Exercise prompt
Without the pictures, restate all of the data below word for word.

Data for processing
▽

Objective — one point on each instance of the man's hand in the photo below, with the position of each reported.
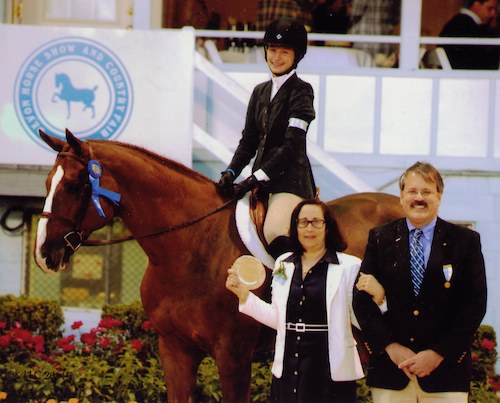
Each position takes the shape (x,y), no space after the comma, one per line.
(421,364)
(400,354)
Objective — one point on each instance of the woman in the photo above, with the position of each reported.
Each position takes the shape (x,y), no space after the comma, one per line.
(316,358)
(278,116)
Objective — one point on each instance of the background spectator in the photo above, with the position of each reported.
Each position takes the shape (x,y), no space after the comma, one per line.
(477,20)
(375,17)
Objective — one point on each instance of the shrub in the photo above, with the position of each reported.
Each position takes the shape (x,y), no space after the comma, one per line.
(33,314)
(118,360)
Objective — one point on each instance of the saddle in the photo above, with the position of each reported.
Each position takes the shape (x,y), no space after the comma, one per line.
(258,210)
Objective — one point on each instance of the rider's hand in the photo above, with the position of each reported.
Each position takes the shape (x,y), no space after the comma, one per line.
(225,184)
(243,187)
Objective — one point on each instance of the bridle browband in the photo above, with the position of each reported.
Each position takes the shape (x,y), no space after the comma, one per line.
(75,238)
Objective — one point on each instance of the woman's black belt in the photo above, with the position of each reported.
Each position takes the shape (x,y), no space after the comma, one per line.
(304,327)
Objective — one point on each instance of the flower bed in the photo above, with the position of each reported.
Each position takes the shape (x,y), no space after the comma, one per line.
(118,359)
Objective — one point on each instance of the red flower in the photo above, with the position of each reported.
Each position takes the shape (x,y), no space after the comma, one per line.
(488,344)
(77,325)
(136,344)
(88,338)
(109,323)
(20,335)
(61,343)
(4,341)
(147,325)
(104,342)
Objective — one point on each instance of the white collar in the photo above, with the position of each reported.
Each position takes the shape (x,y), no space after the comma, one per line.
(279,81)
(472,15)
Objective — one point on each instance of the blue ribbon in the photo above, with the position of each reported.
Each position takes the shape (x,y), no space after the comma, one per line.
(95,172)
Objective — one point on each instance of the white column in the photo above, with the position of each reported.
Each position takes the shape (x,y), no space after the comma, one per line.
(142,14)
(411,13)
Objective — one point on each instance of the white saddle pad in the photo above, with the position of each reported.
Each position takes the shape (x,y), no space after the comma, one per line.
(248,232)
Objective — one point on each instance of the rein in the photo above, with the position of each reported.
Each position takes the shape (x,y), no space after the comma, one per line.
(99,242)
(77,232)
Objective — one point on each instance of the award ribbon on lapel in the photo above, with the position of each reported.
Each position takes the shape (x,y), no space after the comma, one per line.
(448,272)
(95,172)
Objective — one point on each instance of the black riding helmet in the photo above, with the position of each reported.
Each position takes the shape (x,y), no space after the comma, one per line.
(287,33)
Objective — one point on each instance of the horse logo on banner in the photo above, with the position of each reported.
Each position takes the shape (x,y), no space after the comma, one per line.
(70,94)
(73,82)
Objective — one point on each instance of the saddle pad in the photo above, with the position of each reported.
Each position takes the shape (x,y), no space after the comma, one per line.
(248,232)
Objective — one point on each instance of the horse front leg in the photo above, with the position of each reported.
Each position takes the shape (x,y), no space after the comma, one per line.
(235,377)
(180,366)
(234,361)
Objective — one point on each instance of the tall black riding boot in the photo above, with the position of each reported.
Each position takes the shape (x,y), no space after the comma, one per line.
(279,245)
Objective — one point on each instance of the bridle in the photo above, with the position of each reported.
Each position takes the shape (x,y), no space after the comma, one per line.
(76,237)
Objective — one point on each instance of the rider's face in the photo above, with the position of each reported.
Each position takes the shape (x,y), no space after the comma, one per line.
(280,60)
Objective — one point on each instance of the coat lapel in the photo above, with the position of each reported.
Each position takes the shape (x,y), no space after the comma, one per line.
(333,278)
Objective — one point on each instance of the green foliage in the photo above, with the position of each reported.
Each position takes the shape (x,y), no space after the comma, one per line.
(34,314)
(118,360)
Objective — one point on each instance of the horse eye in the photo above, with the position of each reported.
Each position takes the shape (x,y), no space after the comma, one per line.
(73,187)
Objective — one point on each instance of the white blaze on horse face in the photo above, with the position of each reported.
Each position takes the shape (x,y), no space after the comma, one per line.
(41,234)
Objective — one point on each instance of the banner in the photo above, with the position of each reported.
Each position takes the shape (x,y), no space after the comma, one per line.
(124,85)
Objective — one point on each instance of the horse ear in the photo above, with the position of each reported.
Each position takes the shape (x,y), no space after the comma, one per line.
(53,142)
(74,143)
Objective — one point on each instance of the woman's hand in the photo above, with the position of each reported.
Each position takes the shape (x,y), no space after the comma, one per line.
(234,284)
(370,285)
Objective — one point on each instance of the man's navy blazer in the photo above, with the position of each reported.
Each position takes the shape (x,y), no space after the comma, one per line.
(443,317)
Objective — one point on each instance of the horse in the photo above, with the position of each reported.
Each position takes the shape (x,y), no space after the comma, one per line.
(189,234)
(71,94)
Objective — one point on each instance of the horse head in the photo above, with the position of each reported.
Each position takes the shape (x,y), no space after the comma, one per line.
(72,209)
(61,79)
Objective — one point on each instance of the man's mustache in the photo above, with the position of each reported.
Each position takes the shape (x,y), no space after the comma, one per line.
(419,203)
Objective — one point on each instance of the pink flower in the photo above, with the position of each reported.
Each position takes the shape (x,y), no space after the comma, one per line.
(88,338)
(20,335)
(147,325)
(488,344)
(68,347)
(136,344)
(77,325)
(39,341)
(109,323)
(61,343)
(104,342)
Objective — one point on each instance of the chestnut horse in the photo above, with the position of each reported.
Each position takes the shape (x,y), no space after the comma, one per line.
(189,234)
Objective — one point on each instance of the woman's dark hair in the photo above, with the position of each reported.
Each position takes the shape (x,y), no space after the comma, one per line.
(333,238)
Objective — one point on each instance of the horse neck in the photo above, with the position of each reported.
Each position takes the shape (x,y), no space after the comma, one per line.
(157,193)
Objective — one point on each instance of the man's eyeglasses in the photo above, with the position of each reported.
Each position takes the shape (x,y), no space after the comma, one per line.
(316,223)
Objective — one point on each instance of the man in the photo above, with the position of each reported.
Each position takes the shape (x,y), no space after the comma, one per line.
(278,117)
(472,21)
(375,17)
(420,347)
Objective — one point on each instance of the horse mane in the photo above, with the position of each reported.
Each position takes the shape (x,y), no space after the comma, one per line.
(158,158)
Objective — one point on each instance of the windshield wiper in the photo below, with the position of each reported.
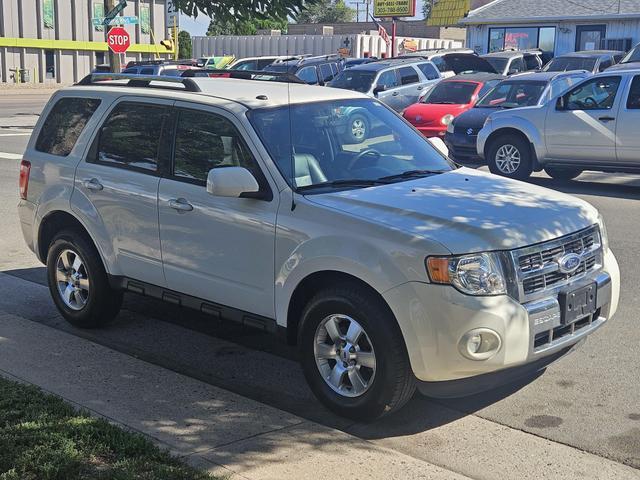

△

Solution to the exercise
Objective — one point on each instance of the man's hand in the photo below, with the position of each reported.
Each position takes the shape (x,y), no space after the comma, one per line.
(421,364)
(400,354)
Objective — one point on each instance of the woman in the photo above, with the position of each reported.
Each position takes the shape (x,y), no space after the comma, one per line.
(316,358)
(278,116)
Objective — one point on each instance of the background spectator in the photo above, with the position of each reported.
Each position takes the shape (x,y), no space after the comma, one per line.
(477,20)
(375,17)
Objective — one point on each instance of the shrub in the photo above, with the position of each reported.
Each position takes the shape (x,y), no space after the comma, one per line.
(33,314)
(118,360)
Objective — one point on each instance of the saddle in the photo above, with the position of each reported.
Each position takes the shape (x,y), no space after the comma, one per line.
(258,210)
Objective — one point on each instance of the rider's hand in the photo above, with the position of each reported.
Each position takes the shape (x,y), no space after the comma, one per line.
(225,184)
(243,187)
Objective — one point on each instance of the bridle browband in the photo above, with the position of each reported.
Each position takes the shape (x,y), no space after the comma, one per line.
(75,238)
Objective — one point on each instance of the woman's black belt in the photo above, with the position of each reported.
Each position takes the shape (x,y), no space after the comma, one per line.
(304,327)
Objective — one point on each instance of the flower bed in the photo above, with the position of each reported.
Each position takes the shape (x,y), no space after the comma, one per line.
(118,359)
Objective — one point on each instance of the red flower in the photo above, with the position of each reported.
Each position takes the shape (x,y), no space after the comma, one per line.
(488,344)
(77,325)
(136,344)
(88,338)
(109,323)
(20,335)
(61,343)
(4,341)
(147,325)
(104,342)
Objective — one point on each instance of the white collar in the photo above, with the position of each reported.
Each position takes the shape (x,y), no space after the comma, one per line.
(279,81)
(472,15)
Objective — one point on each instance of the blue ribbon in the photo above, with the position of each reported.
Each position takes the shape (x,y), no space after the comma, one per line.
(95,172)
Objective — one point on each instance of the white column in the photo above, with the position of each reported.
Each position takes the shape (x,y), no space after the comma, one per line.
(142,14)
(411,13)
Objective — one point on each instance of the white saddle pad in the photo above, with the position of each reported.
Each position takes the shape (x,y), no space after the comma, one per line.
(248,232)
Objective — one point on each instance of the rein in the photo above, with the position of each reported.
Each position takes the shape (x,y), no space after the comma, one per line.
(99,242)
(77,232)
Objective — one point on each instance of the award ribbon on lapel in the photo above, with the position of each reported.
Each position takes the shape (x,y), no space after the comma, one per line.
(448,272)
(95,172)
Objective — one point on each instance of the black riding helmet in the photo above, with the position of each reported.
Each position takes the shape (x,y), no space after the comma, one per line.
(287,33)
Objective — one point on each instance of the horse logo on banner in the photo above, with the position of each reported.
Each position takes the shape (x,y), no space after the comma, one per line.
(70,94)
(73,82)
Objective — one point on each instance of the saddle pad in the photo above, with the position of each reported.
Each position takes the shape (x,y), no space after the comma, one per line.
(248,232)
Objective — one point on each instance of the horse front leg in the photo above, with the position of each reported.
Each position takes the shape (x,y), no space after the comma, one per line.
(235,377)
(180,366)
(234,361)
Objective — one point on each instance of the tall black riding boot in the photo above, with the position of each reported.
Each position takes the shape (x,y), no space after the comma, one per line.
(279,245)
Objective — one point on each instance of the bridle in the photo above, with the position of each reported.
Each position takes the shape (x,y), no space after the comma, one per line.
(76,237)
Objective — one point on each instance of the rider's face in the photo above, with the position of each reported.
Each position takes the shape (x,y), no space after the comma, one per line.
(280,60)
Objective — one point on each instance of the coat lapel in the photo above, with the position of each reported.
Each position takes the shape (x,y), no space after the comma, one per line.
(333,278)
Objective — one point on each instance of the green foliage in the photo above, with the position of each reported.
Each position takes the shape (x,y), no space after the comma, one per line.
(34,314)
(118,360)
Objective — one point on each instance of the horse eye in the photo above, with the position of each reported.
Each position takes the shape (x,y), no space after the comma, one per line.
(73,187)
Objective — one point on each instance of the white blaze on horse face in the photo above, with the position of each reported.
Each position takes the shape (x,y), no space after the comma, one per line.
(41,234)
Objective — one point on each instance of the banner in the photo above, with the position of each reported.
Each position takes the shape (x,y), no space after the comma, one per line.
(124,85)
Objective — one point on each instance of the horse ear in the photo above, with the position of each reported.
Each position takes the shape (x,y), no space after the comma, one per line.
(53,142)
(74,143)
Objective — one point on each instance of the woman's hand in the photo above, with the position of each reported.
Each position takes the shape (x,y), no space after the comma, one per line.
(234,284)
(370,285)
Objective — one point on each instance of the man's navy blazer in the photo above, with the position of each reported.
Each position takes the shape (x,y), no space after the comma, one per line.
(443,317)
Objective — one point on each instance of the horse in the photo above, with the position of each reported.
Each position takes the shape (x,y), no space after the comma, one per line.
(189,234)
(71,94)
Objective — one point on each instance of the horse head in the photo above, with the position of each reported.
Each position takes the shape (x,y), no space after the comma, one per line.
(72,209)
(61,79)
Objective — one point on each instance of the man's mustache in the photo above, with the position of each reported.
Each position takes the shape (x,y), no space after the comma, one per line.
(419,203)
Objective — one point on each instance of the pink flower in the photo above, with the position of each reported.
Each position takes the shape (x,y), no space after the comma, one per line.
(88,338)
(20,335)
(147,325)
(488,344)
(68,347)
(136,344)
(77,325)
(39,341)
(109,323)
(61,343)
(104,342)
Objective — one point on each instance of the chestnut horse in the photo above, with the position of each reported.
Each position takes the shape (x,y), no space after the comma, one per line.
(189,234)
Objective — one point on each instance of the woman's dark hair in the photo above, with the position of each reported.
Each position takes the shape (x,y), no space after the comma, one per line.
(333,238)
Objective — one point on each instance of the horse neck in the photo above, with the position of each reported.
Each position takes the shape (x,y), no space after the comma, one per line.
(157,193)
Objective — one point on each instance of the man's eyeglasses in the photo above, with the position of each reported.
Each position takes the shape (x,y), no space after the comma, one per line.
(316,223)
Objective — one point on each instance of the man in the photo above, with the position of each reported.
Each position takes the shape (x,y), no space after the comma, one per line.
(278,117)
(472,21)
(375,17)
(420,347)
Objective — one point on each instance of the horse mane in the photo above, with the position of each reported.
Each position takes the shape (x,y), no space after the comma, one per line.
(158,158)
Objective — one point on each instance of the windshield wiper in the photo below, with the position of each reported.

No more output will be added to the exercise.